[[ DATA SHOWN open ]]

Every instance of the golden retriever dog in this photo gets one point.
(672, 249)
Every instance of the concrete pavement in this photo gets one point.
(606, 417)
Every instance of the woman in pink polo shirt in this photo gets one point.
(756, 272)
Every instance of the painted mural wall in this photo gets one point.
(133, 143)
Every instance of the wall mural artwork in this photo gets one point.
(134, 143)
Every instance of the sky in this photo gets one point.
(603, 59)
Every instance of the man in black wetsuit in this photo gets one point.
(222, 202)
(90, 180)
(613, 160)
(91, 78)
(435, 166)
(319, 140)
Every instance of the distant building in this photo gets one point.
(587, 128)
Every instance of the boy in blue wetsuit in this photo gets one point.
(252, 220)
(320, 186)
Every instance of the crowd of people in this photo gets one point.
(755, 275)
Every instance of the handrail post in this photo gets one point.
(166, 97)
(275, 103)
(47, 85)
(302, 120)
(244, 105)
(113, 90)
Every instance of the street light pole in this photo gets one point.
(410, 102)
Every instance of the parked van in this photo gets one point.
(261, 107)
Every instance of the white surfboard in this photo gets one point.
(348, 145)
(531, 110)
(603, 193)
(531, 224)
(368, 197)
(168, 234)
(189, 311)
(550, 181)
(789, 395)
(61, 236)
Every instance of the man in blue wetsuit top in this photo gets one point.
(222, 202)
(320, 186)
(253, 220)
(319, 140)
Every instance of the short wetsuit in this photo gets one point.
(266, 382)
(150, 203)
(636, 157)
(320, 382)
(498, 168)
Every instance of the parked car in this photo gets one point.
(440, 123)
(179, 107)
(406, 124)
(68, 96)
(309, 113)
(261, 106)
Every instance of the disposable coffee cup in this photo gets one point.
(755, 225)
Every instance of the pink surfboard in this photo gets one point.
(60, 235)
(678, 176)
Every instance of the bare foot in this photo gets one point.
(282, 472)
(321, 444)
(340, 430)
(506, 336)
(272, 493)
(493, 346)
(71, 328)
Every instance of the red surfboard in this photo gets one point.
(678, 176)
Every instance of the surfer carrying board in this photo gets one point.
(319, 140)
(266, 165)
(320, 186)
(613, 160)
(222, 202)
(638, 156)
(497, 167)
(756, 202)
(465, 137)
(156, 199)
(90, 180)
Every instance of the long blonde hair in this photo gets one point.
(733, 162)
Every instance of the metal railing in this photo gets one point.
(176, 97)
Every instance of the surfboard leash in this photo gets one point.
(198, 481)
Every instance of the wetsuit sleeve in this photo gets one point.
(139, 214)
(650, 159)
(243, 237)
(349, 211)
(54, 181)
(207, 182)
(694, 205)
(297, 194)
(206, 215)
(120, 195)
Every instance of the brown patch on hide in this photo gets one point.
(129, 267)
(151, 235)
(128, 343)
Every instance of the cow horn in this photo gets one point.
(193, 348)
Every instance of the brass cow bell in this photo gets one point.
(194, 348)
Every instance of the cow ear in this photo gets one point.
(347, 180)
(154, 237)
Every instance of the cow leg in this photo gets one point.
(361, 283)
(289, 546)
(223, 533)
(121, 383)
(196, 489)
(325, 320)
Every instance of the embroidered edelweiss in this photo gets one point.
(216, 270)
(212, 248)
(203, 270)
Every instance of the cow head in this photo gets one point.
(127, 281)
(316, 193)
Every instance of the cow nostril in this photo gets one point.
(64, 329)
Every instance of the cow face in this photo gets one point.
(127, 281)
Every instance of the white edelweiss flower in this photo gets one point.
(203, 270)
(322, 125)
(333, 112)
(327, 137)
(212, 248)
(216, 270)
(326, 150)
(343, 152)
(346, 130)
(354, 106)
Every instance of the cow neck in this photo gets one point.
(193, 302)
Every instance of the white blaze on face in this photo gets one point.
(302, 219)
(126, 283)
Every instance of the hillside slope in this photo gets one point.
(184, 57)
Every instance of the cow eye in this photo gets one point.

[[ DATA SHOWN closed ]]

WHAT YOU SHOULD DO:
Exactly the lines from the one containing "Every instance of the hillside" through the final line of the records must appear in your reply, and no others.

RESPONSE AREA:
Every instance of the hillside slope in this photo gets one point.
(184, 57)
Every instance of the cow eye in this photo gets one point.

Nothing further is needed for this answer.